> What the exercise asks: Copy everything from the line containing "query: green bush" down to the line containing "167L241 167L239 168L230" in the records below, substituting "green shrub" for "green bush" and keeping all else unchanged. Leave the pictures out of your answer.

> Records:
=-=-=-=-=

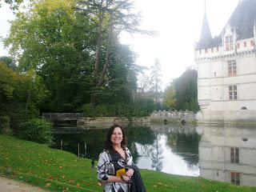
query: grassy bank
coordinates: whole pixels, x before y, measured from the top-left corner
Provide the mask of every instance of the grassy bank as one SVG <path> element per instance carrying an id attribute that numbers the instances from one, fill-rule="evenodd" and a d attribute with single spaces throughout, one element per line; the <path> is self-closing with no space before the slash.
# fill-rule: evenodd
<path id="1" fill-rule="evenodd" d="M 24 180 L 50 191 L 103 191 L 90 159 L 10 136 L 0 135 L 0 166 L 2 177 Z M 10 174 L 8 167 L 11 167 Z M 199 177 L 146 170 L 142 170 L 141 174 L 147 191 L 256 191 L 256 187 L 238 186 Z"/>

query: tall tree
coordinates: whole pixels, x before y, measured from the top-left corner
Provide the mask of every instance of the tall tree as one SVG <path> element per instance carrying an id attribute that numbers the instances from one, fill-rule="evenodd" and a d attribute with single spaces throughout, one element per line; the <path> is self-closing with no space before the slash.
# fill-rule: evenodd
<path id="1" fill-rule="evenodd" d="M 73 1 L 40 1 L 11 22 L 6 46 L 19 69 L 35 69 L 50 90 L 42 111 L 72 111 L 90 88 L 92 33 L 89 21 L 76 15 Z"/>
<path id="2" fill-rule="evenodd" d="M 2 0 L 0 0 L 0 8 L 2 6 Z M 10 9 L 15 10 L 18 10 L 20 4 L 24 2 L 24 0 L 4 0 L 4 2 L 10 5 Z"/>
<path id="3" fill-rule="evenodd" d="M 154 92 L 155 104 L 158 103 L 158 91 L 161 90 L 162 80 L 161 80 L 161 63 L 158 58 L 155 58 L 154 66 L 151 67 L 151 89 Z"/>
<path id="4" fill-rule="evenodd" d="M 178 110 L 198 111 L 198 72 L 187 69 L 179 78 L 174 79 L 176 104 Z"/>
<path id="5" fill-rule="evenodd" d="M 176 90 L 174 85 L 170 85 L 165 90 L 163 104 L 169 109 L 174 107 L 176 102 Z"/>
<path id="6" fill-rule="evenodd" d="M 132 13 L 133 3 L 130 0 L 90 0 L 80 2 L 78 9 L 89 16 L 95 23 L 97 43 L 94 67 L 94 80 L 90 102 L 95 107 L 97 94 L 106 81 L 110 58 L 113 57 L 113 45 L 118 41 L 122 31 L 129 33 L 148 33 L 138 29 L 139 14 Z M 104 50 L 103 51 L 102 51 Z M 100 55 L 104 52 L 105 58 Z"/>

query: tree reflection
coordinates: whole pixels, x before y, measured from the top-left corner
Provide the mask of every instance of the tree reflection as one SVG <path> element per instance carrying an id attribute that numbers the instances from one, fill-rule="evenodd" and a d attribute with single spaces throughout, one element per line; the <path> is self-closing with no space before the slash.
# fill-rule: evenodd
<path id="1" fill-rule="evenodd" d="M 198 163 L 198 145 L 201 139 L 197 133 L 167 133 L 166 146 L 173 153 L 182 156 L 190 170 Z"/>
<path id="2" fill-rule="evenodd" d="M 126 133 L 128 140 L 128 148 L 133 155 L 134 162 L 137 163 L 139 154 L 136 143 L 141 144 L 142 147 L 144 148 L 142 151 L 149 155 L 150 153 L 148 152 L 147 146 L 154 144 L 156 136 L 150 127 L 134 127 L 132 125 L 126 127 Z"/>
<path id="3" fill-rule="evenodd" d="M 162 145 L 159 143 L 161 135 L 156 134 L 156 140 L 152 146 L 151 152 L 151 161 L 152 161 L 152 168 L 155 168 L 156 170 L 162 170 L 162 161 L 161 161 L 163 157 L 162 156 L 163 150 L 162 149 Z"/>

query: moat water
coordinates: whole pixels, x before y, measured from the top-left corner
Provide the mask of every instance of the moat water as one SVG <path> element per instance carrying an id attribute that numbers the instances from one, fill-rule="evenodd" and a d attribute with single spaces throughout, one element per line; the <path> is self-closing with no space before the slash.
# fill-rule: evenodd
<path id="1" fill-rule="evenodd" d="M 98 160 L 108 127 L 58 125 L 54 148 Z M 125 130 L 140 169 L 256 186 L 254 126 L 144 124 L 127 125 Z"/>

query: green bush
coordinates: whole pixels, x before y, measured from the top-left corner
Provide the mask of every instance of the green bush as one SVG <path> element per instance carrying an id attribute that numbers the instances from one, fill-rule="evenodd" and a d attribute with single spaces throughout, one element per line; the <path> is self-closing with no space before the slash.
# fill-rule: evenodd
<path id="1" fill-rule="evenodd" d="M 54 142 L 54 124 L 45 119 L 35 118 L 18 124 L 23 139 L 51 146 Z"/>
<path id="2" fill-rule="evenodd" d="M 81 112 L 86 117 L 146 117 L 155 109 L 154 101 L 143 98 L 130 103 L 116 103 L 115 105 L 98 105 L 95 109 L 90 103 L 83 105 Z"/>
<path id="3" fill-rule="evenodd" d="M 0 117 L 0 134 L 11 134 L 10 117 Z"/>
<path id="4" fill-rule="evenodd" d="M 82 106 L 82 111 L 85 117 L 94 117 L 94 109 L 91 103 L 86 103 Z"/>

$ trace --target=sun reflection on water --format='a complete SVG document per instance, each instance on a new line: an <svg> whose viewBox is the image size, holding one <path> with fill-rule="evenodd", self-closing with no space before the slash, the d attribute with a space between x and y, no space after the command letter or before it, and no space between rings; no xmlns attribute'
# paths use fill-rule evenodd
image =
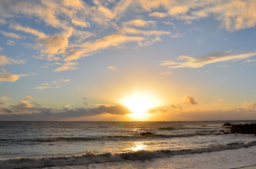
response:
<svg viewBox="0 0 256 169"><path fill-rule="evenodd" d="M131 149L134 151L145 149L147 147L146 145L144 144L144 141L134 142L132 145L132 146Z"/></svg>

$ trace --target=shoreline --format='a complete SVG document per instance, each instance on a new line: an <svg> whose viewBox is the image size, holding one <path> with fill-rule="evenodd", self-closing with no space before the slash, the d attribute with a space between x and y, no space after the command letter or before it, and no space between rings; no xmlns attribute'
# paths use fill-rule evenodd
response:
<svg viewBox="0 0 256 169"><path fill-rule="evenodd" d="M244 167L241 167L239 168L230 168L229 169L256 169L256 164L249 165L248 166L245 166Z"/></svg>

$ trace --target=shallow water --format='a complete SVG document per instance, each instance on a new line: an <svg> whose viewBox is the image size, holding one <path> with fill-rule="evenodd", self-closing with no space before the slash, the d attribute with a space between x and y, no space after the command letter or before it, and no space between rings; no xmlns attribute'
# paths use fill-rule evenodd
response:
<svg viewBox="0 0 256 169"><path fill-rule="evenodd" d="M228 129L221 127L226 122L256 121L1 122L0 168L229 168L256 164L256 137L215 135ZM149 132L154 134L140 136ZM219 159L227 158L225 152L232 158ZM242 164L236 162L243 158Z"/></svg>

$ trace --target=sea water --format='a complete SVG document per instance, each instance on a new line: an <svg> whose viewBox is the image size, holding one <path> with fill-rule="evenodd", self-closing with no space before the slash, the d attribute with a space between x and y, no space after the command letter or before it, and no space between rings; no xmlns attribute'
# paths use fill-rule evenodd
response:
<svg viewBox="0 0 256 169"><path fill-rule="evenodd" d="M227 122L0 122L0 169L231 168L256 164L256 136ZM153 135L140 136L151 132Z"/></svg>

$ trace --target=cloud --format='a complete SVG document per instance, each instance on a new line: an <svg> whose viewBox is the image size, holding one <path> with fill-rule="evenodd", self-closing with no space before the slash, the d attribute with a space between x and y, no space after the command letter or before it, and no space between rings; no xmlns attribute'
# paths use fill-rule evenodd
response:
<svg viewBox="0 0 256 169"><path fill-rule="evenodd" d="M6 43L6 44L13 46L15 46L15 42L11 40L8 40L7 41L7 42Z"/></svg>
<svg viewBox="0 0 256 169"><path fill-rule="evenodd" d="M169 71L168 71L168 70L166 71L165 72L161 72L160 73L160 75L171 75L172 74L172 72L171 72Z"/></svg>
<svg viewBox="0 0 256 169"><path fill-rule="evenodd" d="M231 31L254 27L256 24L256 3L253 0L230 1L210 10L217 14L223 27Z"/></svg>
<svg viewBox="0 0 256 169"><path fill-rule="evenodd" d="M93 52L109 48L111 46L118 46L122 43L132 41L140 41L144 38L140 37L128 37L117 34L104 36L95 41L87 42L74 47L76 49L72 49L66 53L66 61L76 60L80 57L88 56Z"/></svg>
<svg viewBox="0 0 256 169"><path fill-rule="evenodd" d="M127 107L116 104L110 106L101 105L97 107L85 109L76 108L74 110L64 109L64 111L56 112L52 108L33 106L27 101L22 101L20 104L10 105L10 109L0 109L1 119L36 119L49 120L52 118L70 118L95 115L103 113L124 115L132 112ZM69 106L69 105L67 105ZM36 113L35 113L36 112Z"/></svg>
<svg viewBox="0 0 256 169"><path fill-rule="evenodd" d="M139 42L139 44L140 45L140 46L144 46L151 45L156 42L162 41L161 39L156 37L155 38L151 39L149 40L145 41L144 42Z"/></svg>
<svg viewBox="0 0 256 169"><path fill-rule="evenodd" d="M142 30L131 28L124 28L119 30L124 34L135 34L142 35L147 36L160 36L164 34L170 34L170 32L163 30Z"/></svg>
<svg viewBox="0 0 256 169"><path fill-rule="evenodd" d="M54 70L55 72L60 72L65 70L76 70L78 69L78 67L75 66L79 64L76 62L67 62L62 65L62 66L59 67Z"/></svg>
<svg viewBox="0 0 256 169"><path fill-rule="evenodd" d="M173 23L172 22L165 22L164 21L163 21L163 23L165 23L166 25L172 25L172 27L174 29L176 28L176 25Z"/></svg>
<svg viewBox="0 0 256 169"><path fill-rule="evenodd" d="M191 96L189 94L184 96L184 100L185 103L191 104L195 104L199 103L198 101L195 100L194 97Z"/></svg>
<svg viewBox="0 0 256 169"><path fill-rule="evenodd" d="M66 79L65 80L64 80L63 78L61 79L60 80L57 80L56 81L53 81L52 82L53 83L62 83L62 82L67 82L69 81L70 80L69 79Z"/></svg>
<svg viewBox="0 0 256 169"><path fill-rule="evenodd" d="M3 30L0 31L0 32L4 34L5 36L8 36L12 38L16 39L20 39L21 38L20 35L18 35L13 33L7 32Z"/></svg>
<svg viewBox="0 0 256 169"><path fill-rule="evenodd" d="M196 68L203 67L211 63L227 61L237 61L248 58L256 55L255 50L239 52L225 51L214 52L207 55L198 58L194 58L187 56L180 56L179 60L185 60L183 62L176 62L173 61L164 62L160 64L169 66L169 68L189 67Z"/></svg>
<svg viewBox="0 0 256 169"><path fill-rule="evenodd" d="M41 106L41 105L40 105L40 104L37 104L37 103L36 102L32 102L32 103L34 103L34 104L35 104L37 107Z"/></svg>
<svg viewBox="0 0 256 169"><path fill-rule="evenodd" d="M124 23L125 26L135 26L138 27L155 27L155 21L149 20L146 21L142 19L135 19Z"/></svg>
<svg viewBox="0 0 256 169"><path fill-rule="evenodd" d="M107 67L110 70L117 70L117 69L115 66L107 66Z"/></svg>
<svg viewBox="0 0 256 169"><path fill-rule="evenodd" d="M26 100L34 100L34 99L29 95L28 95L24 97L24 99Z"/></svg>
<svg viewBox="0 0 256 169"><path fill-rule="evenodd" d="M81 20L77 18L74 18L71 20L71 22L75 26L82 28L86 28L90 26L90 23Z"/></svg>
<svg viewBox="0 0 256 169"><path fill-rule="evenodd" d="M27 76L36 74L34 73L31 73L27 75L14 75L10 74L6 70L3 68L0 68L3 71L0 72L0 83L1 81L7 81L7 82L13 82L18 80L22 76Z"/></svg>
<svg viewBox="0 0 256 169"><path fill-rule="evenodd" d="M189 90L190 91L197 91L197 89L194 87L188 87L187 88L187 89Z"/></svg>
<svg viewBox="0 0 256 169"><path fill-rule="evenodd" d="M26 60L15 60L4 55L0 55L0 66L3 66L6 65L12 64L21 64L24 63Z"/></svg>
<svg viewBox="0 0 256 169"><path fill-rule="evenodd" d="M72 109L72 107L70 107L70 105L66 105L65 106L64 106L64 108L66 108L67 109Z"/></svg>
<svg viewBox="0 0 256 169"><path fill-rule="evenodd" d="M154 17L156 18L163 18L166 16L167 14L165 13L159 12L155 12L153 13L149 14L148 16L150 17Z"/></svg>
<svg viewBox="0 0 256 169"><path fill-rule="evenodd" d="M255 112L256 111L256 103L248 103L245 102L243 104L243 107L239 107L237 109L237 112L243 112L245 111L250 111Z"/></svg>
<svg viewBox="0 0 256 169"><path fill-rule="evenodd" d="M7 24L6 20L3 18L0 18L0 25L6 25Z"/></svg>
<svg viewBox="0 0 256 169"><path fill-rule="evenodd" d="M7 96L3 96L0 97L0 100L7 100L10 99L10 98L7 97Z"/></svg>
<svg viewBox="0 0 256 169"><path fill-rule="evenodd" d="M47 89L47 88L51 88L52 87L51 86L39 86L38 87L34 88L33 89L39 89L40 90L42 90L45 89Z"/></svg>

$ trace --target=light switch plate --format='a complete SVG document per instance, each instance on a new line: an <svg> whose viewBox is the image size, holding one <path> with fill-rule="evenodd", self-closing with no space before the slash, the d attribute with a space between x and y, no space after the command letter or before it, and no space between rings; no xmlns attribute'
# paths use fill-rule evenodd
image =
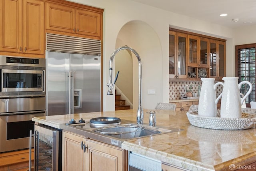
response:
<svg viewBox="0 0 256 171"><path fill-rule="evenodd" d="M148 94L156 94L156 89L148 89Z"/></svg>

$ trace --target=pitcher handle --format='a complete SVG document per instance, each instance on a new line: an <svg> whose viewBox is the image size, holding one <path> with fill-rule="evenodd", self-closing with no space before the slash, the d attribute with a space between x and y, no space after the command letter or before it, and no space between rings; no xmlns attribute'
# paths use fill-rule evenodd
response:
<svg viewBox="0 0 256 171"><path fill-rule="evenodd" d="M246 94L244 95L244 96L242 98L241 100L241 105L243 104L243 103L245 99L249 95L250 93L252 92L252 84L250 82L248 81L244 81L241 82L240 83L238 84L238 89L241 89L241 87L242 87L242 85L244 84L247 84L249 85L250 88L249 88L249 90L247 91Z"/></svg>
<svg viewBox="0 0 256 171"><path fill-rule="evenodd" d="M223 87L224 87L224 83L222 83L222 82L218 82L218 83L214 84L214 85L213 86L214 89L216 90L217 89L217 86L219 84L221 84L222 86L223 86ZM221 96L222 96L222 92L220 94L219 96L218 96L218 97L217 97L217 98L215 100L215 104L218 103L218 101L220 99L220 97L221 97Z"/></svg>

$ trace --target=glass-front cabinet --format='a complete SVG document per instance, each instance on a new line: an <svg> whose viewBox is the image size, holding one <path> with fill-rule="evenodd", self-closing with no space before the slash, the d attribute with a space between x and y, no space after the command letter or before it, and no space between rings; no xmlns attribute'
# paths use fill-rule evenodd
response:
<svg viewBox="0 0 256 171"><path fill-rule="evenodd" d="M170 30L170 79L214 78L221 80L225 76L225 40Z"/></svg>
<svg viewBox="0 0 256 171"><path fill-rule="evenodd" d="M170 78L186 78L187 35L170 31L169 75Z"/></svg>
<svg viewBox="0 0 256 171"><path fill-rule="evenodd" d="M226 75L225 42L210 40L210 77L221 80Z"/></svg>

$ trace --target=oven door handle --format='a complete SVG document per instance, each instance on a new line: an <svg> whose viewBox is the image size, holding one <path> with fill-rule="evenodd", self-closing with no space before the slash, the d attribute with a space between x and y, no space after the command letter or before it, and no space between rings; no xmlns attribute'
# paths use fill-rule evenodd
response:
<svg viewBox="0 0 256 171"><path fill-rule="evenodd" d="M35 137L35 134L32 134L32 130L29 131L29 171L31 171L31 149L32 149L32 137ZM36 140L35 140L35 141ZM35 153L36 151L34 151ZM36 161L34 160L34 162ZM33 170L34 170L33 169Z"/></svg>
<svg viewBox="0 0 256 171"><path fill-rule="evenodd" d="M36 114L45 113L45 110L37 110L34 111L21 111L18 112L10 112L10 113L0 113L0 116L10 115L26 115L30 114Z"/></svg>

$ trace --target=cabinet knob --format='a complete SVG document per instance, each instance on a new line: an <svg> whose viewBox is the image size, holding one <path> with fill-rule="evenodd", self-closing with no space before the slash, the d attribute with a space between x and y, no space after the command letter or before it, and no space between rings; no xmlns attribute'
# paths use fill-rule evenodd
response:
<svg viewBox="0 0 256 171"><path fill-rule="evenodd" d="M88 147L85 147L85 144L84 144L84 153L85 153L86 149L88 148Z"/></svg>
<svg viewBox="0 0 256 171"><path fill-rule="evenodd" d="M83 148L84 147L84 143L83 143L83 141L82 141L81 142L81 148L82 149L83 149Z"/></svg>

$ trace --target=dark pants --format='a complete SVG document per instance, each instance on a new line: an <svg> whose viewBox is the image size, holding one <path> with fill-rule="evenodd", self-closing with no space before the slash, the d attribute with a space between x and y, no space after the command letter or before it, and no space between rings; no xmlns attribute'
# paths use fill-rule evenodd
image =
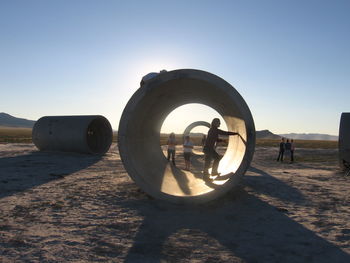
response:
<svg viewBox="0 0 350 263"><path fill-rule="evenodd" d="M281 159L281 162L283 162L283 154L284 154L284 150L280 150L280 152L278 153L278 157L277 157L277 162Z"/></svg>
<svg viewBox="0 0 350 263"><path fill-rule="evenodd" d="M175 164L175 150L168 149L168 161L170 161L170 157L171 157L171 160L173 161L173 164Z"/></svg>
<svg viewBox="0 0 350 263"><path fill-rule="evenodd" d="M219 162L222 158L220 154L218 154L214 149L203 149L204 151L204 174L209 174L208 169L210 168L211 161L214 160L213 168L211 174L218 173Z"/></svg>

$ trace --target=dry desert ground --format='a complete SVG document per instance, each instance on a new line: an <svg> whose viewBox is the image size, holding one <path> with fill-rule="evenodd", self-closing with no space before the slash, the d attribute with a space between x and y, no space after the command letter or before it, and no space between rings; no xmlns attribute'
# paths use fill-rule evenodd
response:
<svg viewBox="0 0 350 263"><path fill-rule="evenodd" d="M348 263L350 177L336 149L296 153L257 147L238 187L183 206L140 190L115 144L102 157L0 144L0 262Z"/></svg>

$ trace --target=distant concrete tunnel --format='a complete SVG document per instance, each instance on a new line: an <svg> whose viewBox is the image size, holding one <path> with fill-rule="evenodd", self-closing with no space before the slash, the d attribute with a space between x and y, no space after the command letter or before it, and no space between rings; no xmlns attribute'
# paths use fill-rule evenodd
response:
<svg viewBox="0 0 350 263"><path fill-rule="evenodd" d="M41 151L104 154L112 137L111 124L100 115L45 116L32 132L33 143Z"/></svg>
<svg viewBox="0 0 350 263"><path fill-rule="evenodd" d="M190 135L191 131L198 126L210 128L210 123L207 121L195 121L186 127L182 137L185 138L185 136Z"/></svg>
<svg viewBox="0 0 350 263"><path fill-rule="evenodd" d="M201 175L170 165L159 145L166 117L177 107L200 103L216 110L230 136L220 162L221 181L205 183ZM255 127L241 95L209 72L181 69L146 81L127 103L118 129L118 147L130 177L148 194L174 203L203 203L222 196L248 169L254 154Z"/></svg>
<svg viewBox="0 0 350 263"><path fill-rule="evenodd" d="M339 163L345 169L344 163L350 165L350 112L343 112L339 125Z"/></svg>

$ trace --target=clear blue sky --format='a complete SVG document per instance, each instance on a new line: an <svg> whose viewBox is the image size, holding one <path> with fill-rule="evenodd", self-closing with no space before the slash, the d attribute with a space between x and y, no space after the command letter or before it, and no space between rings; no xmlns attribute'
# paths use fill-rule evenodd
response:
<svg viewBox="0 0 350 263"><path fill-rule="evenodd" d="M336 135L349 14L346 0L0 0L0 112L101 114L117 129L143 75L195 68L231 83L257 130Z"/></svg>

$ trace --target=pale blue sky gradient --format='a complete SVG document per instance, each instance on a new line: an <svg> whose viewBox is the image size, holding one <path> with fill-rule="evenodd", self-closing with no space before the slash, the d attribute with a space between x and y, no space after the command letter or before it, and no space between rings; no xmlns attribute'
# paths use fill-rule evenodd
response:
<svg viewBox="0 0 350 263"><path fill-rule="evenodd" d="M257 130L337 135L349 13L345 0L0 0L0 112L101 114L117 129L143 75L195 68L231 83Z"/></svg>

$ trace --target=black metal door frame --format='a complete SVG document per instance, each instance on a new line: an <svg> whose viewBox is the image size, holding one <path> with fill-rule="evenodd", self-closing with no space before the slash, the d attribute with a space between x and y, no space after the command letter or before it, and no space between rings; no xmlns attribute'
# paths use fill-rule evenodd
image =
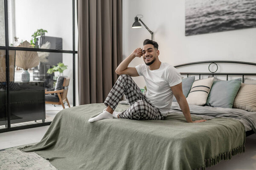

=-=-=-=-=

> Task output:
query: green shrub
coordinates: whole pixels, x before y, measured from the top-left corner
Provide the mask of every instance of the green shrub as one SVG <path> element per instance carrying an id attribute that numbers the instances from one, fill-rule="evenodd" and a d attribute with single spaces throughout, one element per line; the <path> is self-closing with no space before the slash.
# fill-rule: evenodd
<path id="1" fill-rule="evenodd" d="M 54 142 L 54 124 L 45 119 L 35 118 L 18 124 L 23 139 L 51 146 Z"/>
<path id="2" fill-rule="evenodd" d="M 81 112 L 86 117 L 146 117 L 155 109 L 154 101 L 143 98 L 130 103 L 116 103 L 115 105 L 98 105 L 95 109 L 90 103 L 83 105 Z"/>
<path id="3" fill-rule="evenodd" d="M 0 117 L 0 134 L 11 134 L 10 117 Z"/>
<path id="4" fill-rule="evenodd" d="M 82 106 L 82 111 L 85 117 L 94 117 L 94 109 L 91 103 L 86 103 Z"/>

$ trace --target=sun reflection on water --format='a complete SVG document per instance, each instance on a new line: an <svg> whose viewBox is the image size, holding one <path> with fill-rule="evenodd", self-closing with no space before the slash, the d attribute with a space between x and y, no space after the command letter or before it, and no space between rings; no xmlns attribute'
# paths use fill-rule evenodd
image =
response:
<svg viewBox="0 0 256 169"><path fill-rule="evenodd" d="M131 149L134 151L145 149L147 147L146 145L144 144L144 141L134 142L132 145L132 146Z"/></svg>

$ trace --target=shoreline --format='a complete SVG document per instance, each instance on a new line: an <svg> whose viewBox is the image size, holding one <path> with fill-rule="evenodd", self-closing with no space before the slash, the d attribute with a space between x and y, no space after the command letter or before it, and no space between rings; no xmlns attribute'
# paths use fill-rule evenodd
response:
<svg viewBox="0 0 256 169"><path fill-rule="evenodd" d="M244 167L241 167L239 168L230 168L229 169L256 169L256 164L249 165L248 166L245 166Z"/></svg>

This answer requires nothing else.